■ **What you are asked to do**:
Can you render every line of the records below as a Markdown table with columns "Row" and "Text", numbering each row and skipping blank lines?

[Recorded data]
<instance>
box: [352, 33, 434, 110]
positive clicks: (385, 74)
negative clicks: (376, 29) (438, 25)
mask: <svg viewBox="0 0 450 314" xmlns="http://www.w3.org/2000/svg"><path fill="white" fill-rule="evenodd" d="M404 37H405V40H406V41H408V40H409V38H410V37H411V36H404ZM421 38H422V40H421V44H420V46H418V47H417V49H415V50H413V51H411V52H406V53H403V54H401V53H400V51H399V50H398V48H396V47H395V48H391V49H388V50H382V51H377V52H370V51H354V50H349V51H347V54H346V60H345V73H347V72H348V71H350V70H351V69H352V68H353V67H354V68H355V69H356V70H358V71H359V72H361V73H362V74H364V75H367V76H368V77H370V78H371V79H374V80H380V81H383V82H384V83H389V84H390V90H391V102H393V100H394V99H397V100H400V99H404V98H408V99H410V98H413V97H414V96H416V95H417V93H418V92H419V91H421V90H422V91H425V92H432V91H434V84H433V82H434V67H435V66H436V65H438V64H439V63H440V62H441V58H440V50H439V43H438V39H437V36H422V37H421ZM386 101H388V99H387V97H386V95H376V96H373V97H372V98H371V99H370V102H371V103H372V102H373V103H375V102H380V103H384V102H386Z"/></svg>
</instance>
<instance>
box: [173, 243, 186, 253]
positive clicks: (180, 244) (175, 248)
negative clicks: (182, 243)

■ **Problem solution**:
| Row | Text |
|---|---|
| 1 | <instance> |
| 2 | box: [352, 33, 434, 110] |
| 3 | positive clicks: (385, 74) |
| 4 | negative clicks: (376, 29) (438, 25) |
| 5 | mask: <svg viewBox="0 0 450 314" xmlns="http://www.w3.org/2000/svg"><path fill="white" fill-rule="evenodd" d="M404 37H405V40H406V41H408V40H409V38H410V37H411V36H404ZM421 38H422V40H421V44H420V46H418V47H417V49H415V50H413V51H411V52H406V53H403V54H401V53H400V51H399V50H398V48H396V47H395V48H391V49H388V50H382V51H377V52H370V51H354V50H349V51H347V54H346V60H345V73H347V72H348V71H350V70H351V69H352V68H353V67H354V68H355V69H356V70H358V71H359V72H361V73H362V74H364V75H367V76H368V77H370V78H371V79H374V80H380V81H383V82H384V83H389V84H390V90H391V102H393V100H394V99H397V100H400V99H404V98H408V99H410V98H413V97H414V96H416V95H417V93H418V92H419V91H421V90H422V91H425V92H432V91H434V84H433V82H434V67H435V66H436V65H438V64H439V63H440V62H441V58H440V50H439V43H438V39H437V36H422V37H421ZM386 101H388V99H387V97H386V95H376V96H373V97H372V98H371V99H370V102H371V103H372V102H373V103H375V102H380V103H384V102H386Z"/></svg> |
| 6 | </instance> |
| 7 | <instance> |
| 8 | box: [173, 243, 186, 253] |
| 9 | positive clicks: (180, 244) (175, 248) |
| 10 | negative clicks: (182, 243) |